WRITTEN INSTRUCTION 1 –
Return every line in the entries below that contains the string "like". Case counts.

Faith in Action gears up for 2020 election season, with a focus on local offices

Faith in Action gears up for 2020 election season, with a focus on local offices

The Rev. Alvin Herring speaks during a demonstration calling for increased funding for public schools, Thursday, Aug. 22, 2013, in Philadelphia. (AP Photo/Matt Rourke)


For the Rev. Alvin Herring, executive director of the congregation-based organizing network Faith in Action, wearing a clerical collar is about more than appearances. It prepares him for the task of making social change.

“I consider this my uniform,” Herring said, gesturing toward his white-collar as he addressed the crowd at the Vote Common Good summit in Des Moines, Iowa, earlier this month. “When I’m ready to go to work or go to war, I put this on.”

Specifically, Herring, a pastor from California, says he and his organization are gearing up for work and war — metaphorically speaking — ahead of the 2020 election. Through partnerships with groups such as VCG and a series of organizing initiatives, Herring and Faith in Action — one of the largest faith-based liberal-leaning groups in the country — are hoping to prove that people of faith can make an impact come Election Day.

Or, as Herring later told Religion News Service: “The progressive community has to get it straight: Faith matters.”

Faith in Action, previously known as PICO National Network, is hardly new to the art of national organizing. The multifaith, multiracial group boasts 45 member organizations spread across 200 cities and towns in 25 states. Each organization claims the membership of multiple worship communities of various sizes dedicated to advocating for certain policies and legislation.

The group tries to avoid political labels, but Herring acknowledged in an interview with RNS that the positions his group advocates for often lean away from the current Republican Party.

“Our everyday work is about fighting for immigrant justice,” he said. “Our everyday work is about returning to citizens the right to vote and the right of personhood. … Our everyday work is with young people who are saddled under the significant and heavy weight of education debt and a lack of economic mobility.”

Faith in Action has mustered robust campaigns in the past. Recent efforts include rallying faith groups behind prison reform in California and equitable funding for public education in Pennsylvania. They often tie their campaigns to bigger elections: According to Herring, Faith in Action teams contacted roughly 800,000 voters ahead of the 2018 midterm elections.

But this year they’re hoping to ramp up efforts to maximize their impact. For example, Faith in Action is now pushing to have 1 million conversations with voters before November.

WRITTEN INSTRUCTION 2 –
According to the Faith in Action article above, roughly how many voters did Faith in Action teams contact ahead of the 2018 midterm elections?

SUPPLIED RECORDS –
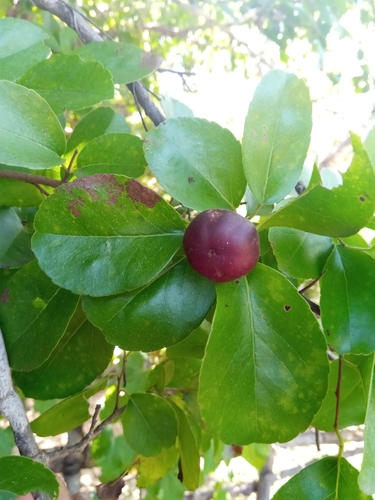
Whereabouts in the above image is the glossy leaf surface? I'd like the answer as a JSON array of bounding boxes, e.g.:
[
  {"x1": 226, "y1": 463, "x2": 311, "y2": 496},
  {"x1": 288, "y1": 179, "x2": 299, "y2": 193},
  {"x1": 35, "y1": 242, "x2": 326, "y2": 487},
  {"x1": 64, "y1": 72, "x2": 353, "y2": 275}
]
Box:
[
  {"x1": 0, "y1": 207, "x2": 35, "y2": 269},
  {"x1": 0, "y1": 457, "x2": 59, "y2": 498},
  {"x1": 13, "y1": 307, "x2": 113, "y2": 399},
  {"x1": 268, "y1": 227, "x2": 333, "y2": 279},
  {"x1": 199, "y1": 264, "x2": 328, "y2": 444},
  {"x1": 0, "y1": 80, "x2": 65, "y2": 170},
  {"x1": 66, "y1": 107, "x2": 130, "y2": 151},
  {"x1": 32, "y1": 174, "x2": 185, "y2": 296},
  {"x1": 137, "y1": 445, "x2": 178, "y2": 488},
  {"x1": 20, "y1": 54, "x2": 114, "y2": 113},
  {"x1": 320, "y1": 246, "x2": 375, "y2": 354},
  {"x1": 258, "y1": 136, "x2": 375, "y2": 237},
  {"x1": 312, "y1": 354, "x2": 374, "y2": 432},
  {"x1": 273, "y1": 457, "x2": 371, "y2": 500},
  {"x1": 0, "y1": 17, "x2": 50, "y2": 82},
  {"x1": 83, "y1": 259, "x2": 215, "y2": 351},
  {"x1": 122, "y1": 393, "x2": 178, "y2": 457},
  {"x1": 0, "y1": 261, "x2": 79, "y2": 371},
  {"x1": 74, "y1": 134, "x2": 146, "y2": 177},
  {"x1": 30, "y1": 379, "x2": 107, "y2": 437},
  {"x1": 75, "y1": 40, "x2": 163, "y2": 83},
  {"x1": 173, "y1": 404, "x2": 201, "y2": 491},
  {"x1": 242, "y1": 70, "x2": 312, "y2": 205},
  {"x1": 144, "y1": 118, "x2": 246, "y2": 211}
]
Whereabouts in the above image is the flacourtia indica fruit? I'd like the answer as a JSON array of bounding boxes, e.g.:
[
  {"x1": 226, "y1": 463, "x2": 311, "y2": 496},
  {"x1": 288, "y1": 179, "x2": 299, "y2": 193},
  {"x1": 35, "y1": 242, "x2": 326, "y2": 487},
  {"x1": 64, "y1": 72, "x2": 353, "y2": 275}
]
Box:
[{"x1": 184, "y1": 209, "x2": 259, "y2": 282}]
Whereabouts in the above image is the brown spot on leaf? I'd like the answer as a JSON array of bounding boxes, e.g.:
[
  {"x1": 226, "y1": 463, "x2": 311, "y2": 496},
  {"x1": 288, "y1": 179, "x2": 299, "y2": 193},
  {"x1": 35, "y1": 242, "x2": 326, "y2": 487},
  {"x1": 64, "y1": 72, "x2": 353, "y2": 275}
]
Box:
[
  {"x1": 65, "y1": 174, "x2": 124, "y2": 205},
  {"x1": 68, "y1": 196, "x2": 85, "y2": 217},
  {"x1": 0, "y1": 288, "x2": 10, "y2": 302},
  {"x1": 125, "y1": 179, "x2": 161, "y2": 208}
]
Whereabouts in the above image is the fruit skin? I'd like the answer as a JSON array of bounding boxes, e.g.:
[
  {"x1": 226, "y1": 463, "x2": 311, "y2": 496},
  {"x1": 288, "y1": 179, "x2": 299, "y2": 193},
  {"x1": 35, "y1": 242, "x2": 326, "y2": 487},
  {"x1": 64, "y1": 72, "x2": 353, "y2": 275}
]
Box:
[{"x1": 183, "y1": 209, "x2": 259, "y2": 282}]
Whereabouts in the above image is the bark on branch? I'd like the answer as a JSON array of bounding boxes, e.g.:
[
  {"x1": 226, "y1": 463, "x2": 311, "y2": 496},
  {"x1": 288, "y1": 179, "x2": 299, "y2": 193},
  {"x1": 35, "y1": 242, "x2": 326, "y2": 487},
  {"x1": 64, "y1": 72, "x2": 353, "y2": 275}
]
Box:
[{"x1": 30, "y1": 0, "x2": 165, "y2": 126}]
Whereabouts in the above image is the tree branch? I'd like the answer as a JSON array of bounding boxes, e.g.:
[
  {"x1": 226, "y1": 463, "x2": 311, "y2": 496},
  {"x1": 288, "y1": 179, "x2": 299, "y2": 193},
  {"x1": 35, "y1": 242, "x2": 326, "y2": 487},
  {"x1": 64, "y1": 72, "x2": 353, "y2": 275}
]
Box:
[
  {"x1": 45, "y1": 405, "x2": 126, "y2": 463},
  {"x1": 0, "y1": 329, "x2": 49, "y2": 500},
  {"x1": 0, "y1": 170, "x2": 63, "y2": 187},
  {"x1": 30, "y1": 0, "x2": 165, "y2": 126}
]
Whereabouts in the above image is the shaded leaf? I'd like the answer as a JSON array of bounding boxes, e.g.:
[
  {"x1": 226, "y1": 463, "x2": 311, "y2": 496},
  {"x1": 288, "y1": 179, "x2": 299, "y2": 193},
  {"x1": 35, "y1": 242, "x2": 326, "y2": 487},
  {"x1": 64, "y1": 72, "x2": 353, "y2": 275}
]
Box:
[
  {"x1": 312, "y1": 354, "x2": 374, "y2": 432},
  {"x1": 0, "y1": 457, "x2": 59, "y2": 498},
  {"x1": 122, "y1": 393, "x2": 178, "y2": 457},
  {"x1": 137, "y1": 445, "x2": 178, "y2": 488},
  {"x1": 242, "y1": 70, "x2": 312, "y2": 205},
  {"x1": 83, "y1": 259, "x2": 215, "y2": 351},
  {"x1": 30, "y1": 379, "x2": 107, "y2": 437},
  {"x1": 32, "y1": 174, "x2": 185, "y2": 296},
  {"x1": 268, "y1": 227, "x2": 333, "y2": 279},
  {"x1": 160, "y1": 94, "x2": 194, "y2": 118},
  {"x1": 13, "y1": 307, "x2": 113, "y2": 399},
  {"x1": 258, "y1": 135, "x2": 375, "y2": 237},
  {"x1": 172, "y1": 403, "x2": 201, "y2": 491},
  {"x1": 199, "y1": 264, "x2": 328, "y2": 444},
  {"x1": 74, "y1": 134, "x2": 147, "y2": 177},
  {"x1": 0, "y1": 207, "x2": 35, "y2": 268},
  {"x1": 273, "y1": 457, "x2": 371, "y2": 500},
  {"x1": 0, "y1": 261, "x2": 79, "y2": 371},
  {"x1": 320, "y1": 246, "x2": 375, "y2": 354},
  {"x1": 75, "y1": 40, "x2": 163, "y2": 83},
  {"x1": 19, "y1": 54, "x2": 114, "y2": 113},
  {"x1": 66, "y1": 107, "x2": 130, "y2": 152},
  {"x1": 0, "y1": 17, "x2": 50, "y2": 82},
  {"x1": 0, "y1": 80, "x2": 65, "y2": 170},
  {"x1": 144, "y1": 118, "x2": 246, "y2": 211}
]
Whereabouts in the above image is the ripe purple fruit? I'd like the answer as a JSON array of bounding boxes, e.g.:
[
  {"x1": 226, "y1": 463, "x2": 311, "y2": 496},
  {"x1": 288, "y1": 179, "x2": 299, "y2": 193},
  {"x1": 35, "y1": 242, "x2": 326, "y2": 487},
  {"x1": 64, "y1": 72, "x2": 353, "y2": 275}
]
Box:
[{"x1": 184, "y1": 209, "x2": 259, "y2": 282}]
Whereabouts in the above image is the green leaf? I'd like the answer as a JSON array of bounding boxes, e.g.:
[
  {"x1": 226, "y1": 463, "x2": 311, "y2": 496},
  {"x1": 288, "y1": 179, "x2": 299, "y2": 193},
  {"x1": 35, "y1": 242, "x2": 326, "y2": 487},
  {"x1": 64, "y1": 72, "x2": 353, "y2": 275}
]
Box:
[
  {"x1": 91, "y1": 427, "x2": 136, "y2": 483},
  {"x1": 122, "y1": 392, "x2": 178, "y2": 457},
  {"x1": 137, "y1": 444, "x2": 178, "y2": 488},
  {"x1": 166, "y1": 321, "x2": 211, "y2": 359},
  {"x1": 273, "y1": 457, "x2": 371, "y2": 500},
  {"x1": 32, "y1": 174, "x2": 185, "y2": 296},
  {"x1": 75, "y1": 40, "x2": 163, "y2": 83},
  {"x1": 172, "y1": 403, "x2": 201, "y2": 491},
  {"x1": 144, "y1": 118, "x2": 246, "y2": 211},
  {"x1": 312, "y1": 354, "x2": 374, "y2": 432},
  {"x1": 160, "y1": 94, "x2": 194, "y2": 118},
  {"x1": 0, "y1": 80, "x2": 65, "y2": 170},
  {"x1": 242, "y1": 70, "x2": 312, "y2": 205},
  {"x1": 199, "y1": 264, "x2": 328, "y2": 444},
  {"x1": 30, "y1": 379, "x2": 107, "y2": 437},
  {"x1": 0, "y1": 17, "x2": 50, "y2": 82},
  {"x1": 0, "y1": 457, "x2": 59, "y2": 498},
  {"x1": 358, "y1": 364, "x2": 375, "y2": 495},
  {"x1": 66, "y1": 107, "x2": 130, "y2": 152},
  {"x1": 0, "y1": 207, "x2": 35, "y2": 269},
  {"x1": 19, "y1": 54, "x2": 114, "y2": 113},
  {"x1": 0, "y1": 261, "x2": 79, "y2": 371},
  {"x1": 364, "y1": 122, "x2": 375, "y2": 172},
  {"x1": 83, "y1": 259, "x2": 215, "y2": 351},
  {"x1": 320, "y1": 246, "x2": 375, "y2": 354},
  {"x1": 241, "y1": 443, "x2": 271, "y2": 471},
  {"x1": 268, "y1": 227, "x2": 333, "y2": 279},
  {"x1": 13, "y1": 307, "x2": 113, "y2": 399},
  {"x1": 258, "y1": 135, "x2": 375, "y2": 237},
  {"x1": 74, "y1": 133, "x2": 147, "y2": 177}
]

WORKED ANSWER 1 –
Whereabouts in the above image is the glossy leaf surface? I'd like the answer as a JSON array of bounding boxes, e.g.:
Whereabouts in the above image is the flacourtia indica fruit? I'd like the answer as a JSON array of bounding boxes, e.g.:
Whereabouts in the above image is the brown spot on leaf? I'd like the answer as a JSON array of bounding boxes, e.g.:
Whereabouts in the above image is the fruit skin? I'd like the answer as a JSON array of bounding boxes, e.g.:
Whereabouts in the above image is the bark on branch? I'd like the answer as a JSON array of bounding boxes, e.g.:
Whereabouts in the above image is the tree branch? I'd like the answer as a JSON array of bounding boxes, e.g.:
Whereabouts in the above image is the shaded leaf? I'd like the answer as a JSON array of bounding boxes, e.g.:
Whereabouts in the above image is the ripe purple fruit? I'd like the answer as a JSON array of bounding boxes, e.g.:
Whereabouts in the above image is the green leaf? I'd like the answer as a JSON array of bounding boxes, e.g.:

WORKED ANSWER 2 –
Roughly 800,000 voters.